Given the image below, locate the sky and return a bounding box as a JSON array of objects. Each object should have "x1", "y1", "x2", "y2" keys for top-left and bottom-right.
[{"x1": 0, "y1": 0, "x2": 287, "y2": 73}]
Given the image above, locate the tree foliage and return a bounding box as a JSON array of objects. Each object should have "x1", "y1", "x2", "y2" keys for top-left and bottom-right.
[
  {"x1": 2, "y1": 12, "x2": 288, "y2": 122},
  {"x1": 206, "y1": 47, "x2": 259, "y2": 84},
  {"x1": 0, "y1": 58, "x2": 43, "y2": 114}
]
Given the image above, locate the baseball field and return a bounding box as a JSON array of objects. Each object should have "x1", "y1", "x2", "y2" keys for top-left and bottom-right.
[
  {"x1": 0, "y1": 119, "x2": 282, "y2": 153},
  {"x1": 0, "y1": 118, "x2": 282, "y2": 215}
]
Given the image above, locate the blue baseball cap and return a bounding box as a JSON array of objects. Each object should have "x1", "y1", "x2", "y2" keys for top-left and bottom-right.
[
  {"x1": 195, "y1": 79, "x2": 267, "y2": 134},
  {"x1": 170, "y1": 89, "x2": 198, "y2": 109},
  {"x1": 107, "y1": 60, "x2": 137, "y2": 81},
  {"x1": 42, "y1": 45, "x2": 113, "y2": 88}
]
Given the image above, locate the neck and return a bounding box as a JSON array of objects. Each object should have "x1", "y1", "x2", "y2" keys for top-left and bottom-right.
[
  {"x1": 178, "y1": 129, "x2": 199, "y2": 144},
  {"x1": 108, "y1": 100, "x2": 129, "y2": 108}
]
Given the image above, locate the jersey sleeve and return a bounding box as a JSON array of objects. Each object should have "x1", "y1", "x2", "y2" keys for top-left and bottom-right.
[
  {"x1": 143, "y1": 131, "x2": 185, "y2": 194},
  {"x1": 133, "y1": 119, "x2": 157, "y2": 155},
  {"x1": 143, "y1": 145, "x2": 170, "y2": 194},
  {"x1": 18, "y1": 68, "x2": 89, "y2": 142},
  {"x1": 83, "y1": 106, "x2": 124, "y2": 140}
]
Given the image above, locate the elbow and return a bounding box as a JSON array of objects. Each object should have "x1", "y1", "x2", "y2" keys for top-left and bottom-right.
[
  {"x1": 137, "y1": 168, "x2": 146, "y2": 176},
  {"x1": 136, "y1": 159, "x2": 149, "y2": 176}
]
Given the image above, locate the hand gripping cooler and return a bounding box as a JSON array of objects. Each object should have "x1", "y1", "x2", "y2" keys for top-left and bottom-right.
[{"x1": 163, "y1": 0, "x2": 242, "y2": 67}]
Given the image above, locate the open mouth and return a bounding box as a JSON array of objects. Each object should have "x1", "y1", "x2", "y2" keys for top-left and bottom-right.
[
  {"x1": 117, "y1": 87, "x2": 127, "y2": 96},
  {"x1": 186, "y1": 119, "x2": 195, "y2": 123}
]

================================

Problem details: All lines above should be output verbatim.

Reply to the task:
Given the image below, locate the sky and return a bounding box as a JSON array of objects. Each object should have "x1", "y1", "x2", "y2" keys for top-left and bottom-right.
[{"x1": 0, "y1": 0, "x2": 287, "y2": 73}]
Given the image above, locate the tree foliage and return a bounding box as a JSON array of objects. Each object should have "x1", "y1", "x2", "y2" keys for top-left and bottom-right.
[
  {"x1": 2, "y1": 12, "x2": 288, "y2": 122},
  {"x1": 206, "y1": 47, "x2": 259, "y2": 84},
  {"x1": 0, "y1": 58, "x2": 43, "y2": 114}
]
Given the image above, locate the baseball field and return a bounding box as a JSON array of objects. Each object should have "x1", "y1", "x2", "y2" keys for top-left and bottom-right.
[
  {"x1": 0, "y1": 119, "x2": 282, "y2": 153},
  {"x1": 0, "y1": 118, "x2": 282, "y2": 215}
]
Given the image above, locate the blue baseball cap and return a bounding box as a JSON array of objects. Each object should have "x1", "y1", "x2", "y2" keys for top-left and bottom-right.
[
  {"x1": 195, "y1": 79, "x2": 267, "y2": 134},
  {"x1": 170, "y1": 89, "x2": 198, "y2": 109},
  {"x1": 107, "y1": 60, "x2": 137, "y2": 81},
  {"x1": 42, "y1": 45, "x2": 113, "y2": 88}
]
Given the image above, locate the neck and return a bounding box as a JSON array of objects. Each object should have "x1", "y1", "x2", "y2" keys for top-left and bottom-right.
[
  {"x1": 178, "y1": 129, "x2": 199, "y2": 144},
  {"x1": 108, "y1": 100, "x2": 129, "y2": 108}
]
Given the image above, locate the jersey sleeve and return a bounding box as a JSON array of objects. Each object should have "x1", "y1", "x2", "y2" keys for top-left and bottom-right.
[
  {"x1": 143, "y1": 131, "x2": 185, "y2": 194},
  {"x1": 133, "y1": 119, "x2": 157, "y2": 155},
  {"x1": 143, "y1": 145, "x2": 170, "y2": 194},
  {"x1": 18, "y1": 68, "x2": 89, "y2": 142},
  {"x1": 83, "y1": 106, "x2": 124, "y2": 140}
]
Given the image above, locate the elbow and return a bounding box as a JSON array of objects. Each object should have "x1", "y1", "x2", "y2" keys for top-left and bottom-right.
[
  {"x1": 137, "y1": 168, "x2": 146, "y2": 176},
  {"x1": 136, "y1": 159, "x2": 149, "y2": 176}
]
Given the image above, locate the hand gripping cooler and return a bounding box as a JSON array of objects. Each object should have "x1", "y1", "x2", "y2" keys for top-left and bottom-right.
[{"x1": 163, "y1": 0, "x2": 242, "y2": 67}]
Given the image above, locate the open mouth and return a bounding box as a JSON array of objects. Each object should have "x1", "y1", "x2", "y2" keys for top-left and bottom-right.
[
  {"x1": 117, "y1": 87, "x2": 127, "y2": 96},
  {"x1": 186, "y1": 119, "x2": 195, "y2": 123}
]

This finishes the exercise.